§ Task details
Copy out all of the data below line for line, changing nothing.

(Records from a data collection)
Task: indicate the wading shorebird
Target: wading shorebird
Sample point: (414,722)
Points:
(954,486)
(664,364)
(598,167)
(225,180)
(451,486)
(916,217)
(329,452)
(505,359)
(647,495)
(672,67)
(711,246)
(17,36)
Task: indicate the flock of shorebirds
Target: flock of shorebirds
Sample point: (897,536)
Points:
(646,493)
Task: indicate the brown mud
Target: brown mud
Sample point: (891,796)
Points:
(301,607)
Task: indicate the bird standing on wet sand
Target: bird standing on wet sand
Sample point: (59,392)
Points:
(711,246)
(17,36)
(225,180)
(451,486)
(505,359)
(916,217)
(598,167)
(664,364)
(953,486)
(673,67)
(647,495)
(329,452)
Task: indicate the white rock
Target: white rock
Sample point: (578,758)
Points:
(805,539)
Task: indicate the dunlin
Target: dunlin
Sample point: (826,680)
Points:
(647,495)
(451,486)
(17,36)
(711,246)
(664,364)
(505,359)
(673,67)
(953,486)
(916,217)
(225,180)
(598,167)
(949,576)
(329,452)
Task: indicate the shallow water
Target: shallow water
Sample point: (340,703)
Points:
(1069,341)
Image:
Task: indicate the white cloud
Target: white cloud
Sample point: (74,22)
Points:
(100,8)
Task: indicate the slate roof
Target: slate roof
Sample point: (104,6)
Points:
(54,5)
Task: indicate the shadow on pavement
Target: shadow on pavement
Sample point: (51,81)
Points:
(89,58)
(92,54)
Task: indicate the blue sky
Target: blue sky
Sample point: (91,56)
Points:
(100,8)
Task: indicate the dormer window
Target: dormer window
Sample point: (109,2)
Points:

§ Correct output
Task: indicate the wading shorebird
Target: wading shorebird
Sample point: (414,722)
Points:
(954,486)
(664,364)
(598,167)
(225,180)
(451,486)
(916,217)
(329,452)
(505,359)
(647,495)
(672,67)
(711,246)
(17,36)
Task: indicate the flock of shorebirds
Target: flock of shorebirds
Sample point: (897,536)
Points:
(646,493)
Task: indicate the brown mud
Target: brown mud
Sample point: (891,796)
Points:
(301,607)
Task: indicate the bird standing on wet sand
Target: bird standing on wet sand
Sample point: (59,392)
Points:
(711,246)
(17,36)
(225,180)
(451,486)
(505,359)
(916,217)
(598,167)
(664,364)
(953,486)
(673,67)
(647,495)
(329,452)
Task: indicate the white rock
Target: white rock
Sample point: (578,758)
Points:
(805,539)
Task: indicate the dunlin
Target: dunlin
Sample point: (826,680)
Points:
(647,495)
(451,486)
(17,36)
(711,246)
(664,364)
(505,359)
(673,67)
(953,486)
(916,217)
(225,180)
(598,167)
(949,576)
(329,452)
Task: indicate the shallow water
Target: shallow water
Sample point: (340,703)
Points:
(1069,341)
Image:
Task: indicate the white cloud
Target: white cloud
Sample point: (74,22)
Points:
(100,8)
Task: indicate the slate roof
Target: slate roof
Sample point: (104,6)
Points:
(54,5)
Task: indicate the shadow on pavement
Target: shadow on pavement
Sample point: (51,81)
Points:
(89,58)
(92,54)
Task: indicate the blue sky
Target: blue sky
Sample point: (91,56)
Points:
(100,8)
Task: indicate the dormer window
Target: dormer window
Sample point: (109,2)
Points:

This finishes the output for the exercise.